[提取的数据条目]

=======

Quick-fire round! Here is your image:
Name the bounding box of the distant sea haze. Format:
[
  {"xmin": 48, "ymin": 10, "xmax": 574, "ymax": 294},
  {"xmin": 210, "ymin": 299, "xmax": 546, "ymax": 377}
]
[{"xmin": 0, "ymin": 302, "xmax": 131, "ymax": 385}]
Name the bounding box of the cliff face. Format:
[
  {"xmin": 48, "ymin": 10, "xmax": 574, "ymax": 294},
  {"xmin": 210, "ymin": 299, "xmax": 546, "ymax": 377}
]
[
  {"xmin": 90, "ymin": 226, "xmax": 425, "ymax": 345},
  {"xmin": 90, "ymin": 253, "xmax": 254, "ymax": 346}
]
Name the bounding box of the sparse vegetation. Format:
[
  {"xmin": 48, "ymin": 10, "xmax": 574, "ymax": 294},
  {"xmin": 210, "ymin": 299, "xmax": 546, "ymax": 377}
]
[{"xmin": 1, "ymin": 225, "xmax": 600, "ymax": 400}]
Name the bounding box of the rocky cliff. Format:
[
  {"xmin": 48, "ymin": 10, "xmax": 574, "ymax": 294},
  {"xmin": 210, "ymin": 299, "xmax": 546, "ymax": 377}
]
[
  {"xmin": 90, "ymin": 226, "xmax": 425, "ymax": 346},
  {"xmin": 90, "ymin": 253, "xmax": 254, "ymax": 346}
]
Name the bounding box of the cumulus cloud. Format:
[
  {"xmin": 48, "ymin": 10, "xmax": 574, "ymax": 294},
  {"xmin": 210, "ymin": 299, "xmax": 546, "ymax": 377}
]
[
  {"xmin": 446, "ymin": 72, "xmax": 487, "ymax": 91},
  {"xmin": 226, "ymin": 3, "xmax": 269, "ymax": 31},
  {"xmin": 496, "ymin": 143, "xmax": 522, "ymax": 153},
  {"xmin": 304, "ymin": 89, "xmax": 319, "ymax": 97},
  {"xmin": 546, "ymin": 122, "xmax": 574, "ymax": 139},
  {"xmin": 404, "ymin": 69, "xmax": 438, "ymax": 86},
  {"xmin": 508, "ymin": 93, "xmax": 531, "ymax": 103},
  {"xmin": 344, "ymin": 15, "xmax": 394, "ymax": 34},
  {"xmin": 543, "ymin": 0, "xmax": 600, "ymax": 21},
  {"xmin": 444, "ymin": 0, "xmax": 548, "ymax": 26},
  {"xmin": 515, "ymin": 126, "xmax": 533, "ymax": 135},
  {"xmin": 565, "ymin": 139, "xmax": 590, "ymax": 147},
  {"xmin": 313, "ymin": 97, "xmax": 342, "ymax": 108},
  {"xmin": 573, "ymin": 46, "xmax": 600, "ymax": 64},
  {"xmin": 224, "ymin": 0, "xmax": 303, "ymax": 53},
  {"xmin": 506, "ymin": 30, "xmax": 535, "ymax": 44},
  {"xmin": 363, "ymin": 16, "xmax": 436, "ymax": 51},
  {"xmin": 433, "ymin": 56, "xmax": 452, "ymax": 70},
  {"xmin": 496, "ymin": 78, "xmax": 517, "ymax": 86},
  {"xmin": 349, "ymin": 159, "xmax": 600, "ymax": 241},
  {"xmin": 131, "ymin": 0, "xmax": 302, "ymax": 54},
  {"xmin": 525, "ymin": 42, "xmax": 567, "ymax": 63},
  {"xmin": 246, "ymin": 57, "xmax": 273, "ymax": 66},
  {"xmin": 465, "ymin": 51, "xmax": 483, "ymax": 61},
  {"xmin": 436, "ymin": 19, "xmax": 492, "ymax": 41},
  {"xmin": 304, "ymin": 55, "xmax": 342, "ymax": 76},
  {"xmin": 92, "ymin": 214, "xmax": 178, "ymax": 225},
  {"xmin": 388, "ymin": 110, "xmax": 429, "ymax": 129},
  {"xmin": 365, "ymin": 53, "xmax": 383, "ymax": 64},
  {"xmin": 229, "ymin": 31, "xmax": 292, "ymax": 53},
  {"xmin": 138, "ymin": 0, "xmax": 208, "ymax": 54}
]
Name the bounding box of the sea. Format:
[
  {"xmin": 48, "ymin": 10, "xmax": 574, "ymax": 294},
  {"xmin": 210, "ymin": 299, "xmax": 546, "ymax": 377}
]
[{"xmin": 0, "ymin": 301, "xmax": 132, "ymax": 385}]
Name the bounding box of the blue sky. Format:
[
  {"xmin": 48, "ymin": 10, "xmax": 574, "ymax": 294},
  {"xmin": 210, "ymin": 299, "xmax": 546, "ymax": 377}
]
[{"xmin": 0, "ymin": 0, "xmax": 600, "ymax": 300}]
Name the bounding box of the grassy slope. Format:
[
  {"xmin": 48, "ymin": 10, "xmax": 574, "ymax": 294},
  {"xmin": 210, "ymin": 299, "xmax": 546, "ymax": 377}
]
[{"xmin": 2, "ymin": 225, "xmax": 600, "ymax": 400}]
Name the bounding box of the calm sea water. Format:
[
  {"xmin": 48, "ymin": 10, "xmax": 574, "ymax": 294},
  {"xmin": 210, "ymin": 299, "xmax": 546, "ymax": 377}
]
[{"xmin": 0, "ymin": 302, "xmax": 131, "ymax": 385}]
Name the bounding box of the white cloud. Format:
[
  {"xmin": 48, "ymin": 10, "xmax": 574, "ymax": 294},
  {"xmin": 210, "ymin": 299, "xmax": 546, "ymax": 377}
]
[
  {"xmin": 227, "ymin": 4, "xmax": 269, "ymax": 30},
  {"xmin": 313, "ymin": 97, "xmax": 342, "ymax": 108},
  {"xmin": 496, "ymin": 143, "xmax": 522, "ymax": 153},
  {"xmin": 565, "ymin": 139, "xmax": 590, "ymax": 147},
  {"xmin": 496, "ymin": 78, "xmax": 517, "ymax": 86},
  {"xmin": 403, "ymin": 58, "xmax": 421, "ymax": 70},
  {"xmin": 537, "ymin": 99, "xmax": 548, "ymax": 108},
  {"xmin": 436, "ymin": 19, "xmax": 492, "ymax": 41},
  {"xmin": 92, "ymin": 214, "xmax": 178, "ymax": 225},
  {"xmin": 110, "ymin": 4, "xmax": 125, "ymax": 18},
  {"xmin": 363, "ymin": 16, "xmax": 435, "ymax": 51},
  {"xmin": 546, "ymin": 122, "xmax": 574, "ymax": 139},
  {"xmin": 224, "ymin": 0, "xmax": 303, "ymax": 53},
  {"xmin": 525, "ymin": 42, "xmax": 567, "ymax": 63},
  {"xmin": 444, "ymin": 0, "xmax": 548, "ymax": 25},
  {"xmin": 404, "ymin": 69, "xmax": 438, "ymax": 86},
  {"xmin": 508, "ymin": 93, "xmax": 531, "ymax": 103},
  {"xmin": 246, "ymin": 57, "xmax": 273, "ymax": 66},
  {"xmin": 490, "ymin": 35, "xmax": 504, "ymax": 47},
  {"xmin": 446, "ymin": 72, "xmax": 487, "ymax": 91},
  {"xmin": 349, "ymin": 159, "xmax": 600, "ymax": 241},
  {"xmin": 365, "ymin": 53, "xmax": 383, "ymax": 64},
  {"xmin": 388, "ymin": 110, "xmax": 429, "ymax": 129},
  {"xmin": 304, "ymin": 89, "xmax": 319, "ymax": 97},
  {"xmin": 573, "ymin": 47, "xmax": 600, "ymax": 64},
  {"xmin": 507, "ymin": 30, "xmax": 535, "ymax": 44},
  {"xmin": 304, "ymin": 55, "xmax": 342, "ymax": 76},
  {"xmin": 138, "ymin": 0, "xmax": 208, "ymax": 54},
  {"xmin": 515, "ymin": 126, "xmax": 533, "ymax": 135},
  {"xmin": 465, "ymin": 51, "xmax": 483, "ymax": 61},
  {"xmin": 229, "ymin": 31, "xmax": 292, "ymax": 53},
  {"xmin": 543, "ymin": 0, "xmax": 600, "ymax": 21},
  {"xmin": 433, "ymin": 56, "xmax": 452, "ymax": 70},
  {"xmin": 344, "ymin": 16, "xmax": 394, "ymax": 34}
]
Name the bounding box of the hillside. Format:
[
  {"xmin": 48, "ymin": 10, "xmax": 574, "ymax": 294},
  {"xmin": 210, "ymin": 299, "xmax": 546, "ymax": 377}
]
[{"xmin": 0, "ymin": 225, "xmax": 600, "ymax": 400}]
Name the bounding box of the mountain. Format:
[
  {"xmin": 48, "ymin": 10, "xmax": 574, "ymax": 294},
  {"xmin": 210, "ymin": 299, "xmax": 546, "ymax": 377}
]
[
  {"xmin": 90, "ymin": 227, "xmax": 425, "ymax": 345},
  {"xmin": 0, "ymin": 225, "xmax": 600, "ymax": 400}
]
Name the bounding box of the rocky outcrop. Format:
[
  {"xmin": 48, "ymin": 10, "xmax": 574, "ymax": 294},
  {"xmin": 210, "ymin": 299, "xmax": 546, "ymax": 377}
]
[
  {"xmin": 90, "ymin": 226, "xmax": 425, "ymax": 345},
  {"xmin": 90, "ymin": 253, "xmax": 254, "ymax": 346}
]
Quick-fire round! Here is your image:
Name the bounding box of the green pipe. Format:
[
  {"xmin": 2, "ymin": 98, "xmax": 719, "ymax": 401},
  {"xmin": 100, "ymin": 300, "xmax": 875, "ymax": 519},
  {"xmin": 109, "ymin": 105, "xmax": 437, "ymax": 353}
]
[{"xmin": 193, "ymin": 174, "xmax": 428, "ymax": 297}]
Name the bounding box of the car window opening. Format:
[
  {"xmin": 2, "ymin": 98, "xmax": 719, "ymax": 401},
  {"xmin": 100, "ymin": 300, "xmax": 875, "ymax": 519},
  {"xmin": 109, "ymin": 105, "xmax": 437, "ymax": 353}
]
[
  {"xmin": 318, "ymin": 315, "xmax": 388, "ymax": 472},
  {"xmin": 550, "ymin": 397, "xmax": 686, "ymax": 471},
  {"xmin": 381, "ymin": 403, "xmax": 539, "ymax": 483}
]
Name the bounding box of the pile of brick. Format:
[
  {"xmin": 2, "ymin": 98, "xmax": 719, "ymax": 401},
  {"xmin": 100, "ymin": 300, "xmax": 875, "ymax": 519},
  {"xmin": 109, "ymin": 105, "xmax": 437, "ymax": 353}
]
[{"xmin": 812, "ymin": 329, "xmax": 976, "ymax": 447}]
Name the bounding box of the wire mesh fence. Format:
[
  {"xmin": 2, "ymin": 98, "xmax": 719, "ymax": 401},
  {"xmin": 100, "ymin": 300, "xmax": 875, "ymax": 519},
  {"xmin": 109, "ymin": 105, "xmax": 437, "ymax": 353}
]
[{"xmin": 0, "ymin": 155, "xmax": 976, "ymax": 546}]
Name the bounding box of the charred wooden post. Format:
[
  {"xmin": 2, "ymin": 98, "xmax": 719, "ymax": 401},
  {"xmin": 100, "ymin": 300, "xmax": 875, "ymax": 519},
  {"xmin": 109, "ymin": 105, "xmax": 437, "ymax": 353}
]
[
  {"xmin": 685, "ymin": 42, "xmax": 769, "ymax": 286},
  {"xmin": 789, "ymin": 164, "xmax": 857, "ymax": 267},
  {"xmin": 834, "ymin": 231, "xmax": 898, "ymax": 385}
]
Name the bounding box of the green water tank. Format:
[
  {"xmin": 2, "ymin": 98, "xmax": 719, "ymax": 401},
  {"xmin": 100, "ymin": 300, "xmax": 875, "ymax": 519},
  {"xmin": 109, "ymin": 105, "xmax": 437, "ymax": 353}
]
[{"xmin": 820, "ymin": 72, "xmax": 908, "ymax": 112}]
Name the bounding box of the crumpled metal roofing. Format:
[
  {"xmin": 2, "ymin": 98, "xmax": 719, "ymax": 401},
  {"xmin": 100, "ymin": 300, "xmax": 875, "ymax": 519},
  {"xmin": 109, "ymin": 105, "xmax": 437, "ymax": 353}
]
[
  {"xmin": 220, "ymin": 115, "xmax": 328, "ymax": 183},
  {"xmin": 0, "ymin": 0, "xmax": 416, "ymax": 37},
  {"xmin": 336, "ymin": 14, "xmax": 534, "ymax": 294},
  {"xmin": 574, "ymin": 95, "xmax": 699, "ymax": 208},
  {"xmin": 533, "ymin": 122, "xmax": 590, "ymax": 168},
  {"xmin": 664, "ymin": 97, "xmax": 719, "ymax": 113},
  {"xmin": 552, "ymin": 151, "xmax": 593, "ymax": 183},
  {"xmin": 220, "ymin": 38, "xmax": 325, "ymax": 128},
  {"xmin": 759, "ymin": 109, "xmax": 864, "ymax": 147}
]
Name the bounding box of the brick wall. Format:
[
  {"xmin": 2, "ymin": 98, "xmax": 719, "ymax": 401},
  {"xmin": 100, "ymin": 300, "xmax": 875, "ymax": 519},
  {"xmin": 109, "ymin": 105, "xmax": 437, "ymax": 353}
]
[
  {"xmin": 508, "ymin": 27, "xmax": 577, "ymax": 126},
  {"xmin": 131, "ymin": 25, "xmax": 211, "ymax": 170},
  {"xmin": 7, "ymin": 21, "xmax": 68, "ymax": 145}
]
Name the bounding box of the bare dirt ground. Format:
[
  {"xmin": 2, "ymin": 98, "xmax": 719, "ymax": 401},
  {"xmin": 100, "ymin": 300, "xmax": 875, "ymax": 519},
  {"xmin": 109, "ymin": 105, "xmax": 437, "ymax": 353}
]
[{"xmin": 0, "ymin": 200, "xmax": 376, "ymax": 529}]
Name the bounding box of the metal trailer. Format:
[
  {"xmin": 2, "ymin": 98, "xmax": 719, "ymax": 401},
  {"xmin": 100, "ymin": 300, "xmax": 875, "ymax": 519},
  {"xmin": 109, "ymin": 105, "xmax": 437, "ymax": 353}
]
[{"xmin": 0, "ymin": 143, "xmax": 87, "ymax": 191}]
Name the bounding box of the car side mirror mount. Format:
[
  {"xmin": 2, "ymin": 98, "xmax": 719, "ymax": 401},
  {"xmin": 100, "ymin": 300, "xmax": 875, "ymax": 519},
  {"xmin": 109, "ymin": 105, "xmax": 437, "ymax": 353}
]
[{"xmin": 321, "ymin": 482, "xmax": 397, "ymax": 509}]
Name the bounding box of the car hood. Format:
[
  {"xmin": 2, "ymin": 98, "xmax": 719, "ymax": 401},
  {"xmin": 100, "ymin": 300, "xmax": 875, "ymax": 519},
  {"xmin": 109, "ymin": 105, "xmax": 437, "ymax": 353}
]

=======

任务目标 → 更新从包含"Name the bounding box of the car side"的那一行起直至条目末尾的各行：把其中的"hood"换成"roof"，其余内容一律不动，并完整写出这些行。

问题解答 →
Name the bounding box of the car side mirror mount. Format:
[
  {"xmin": 2, "ymin": 98, "xmax": 719, "ymax": 401},
  {"xmin": 100, "ymin": 300, "xmax": 875, "ymax": 519},
  {"xmin": 109, "ymin": 105, "xmax": 437, "ymax": 353}
]
[{"xmin": 321, "ymin": 482, "xmax": 397, "ymax": 509}]
Name the bounding box of the car roof. Format:
[
  {"xmin": 2, "ymin": 98, "xmax": 719, "ymax": 401},
  {"xmin": 100, "ymin": 300, "xmax": 875, "ymax": 519},
  {"xmin": 109, "ymin": 105, "xmax": 437, "ymax": 353}
]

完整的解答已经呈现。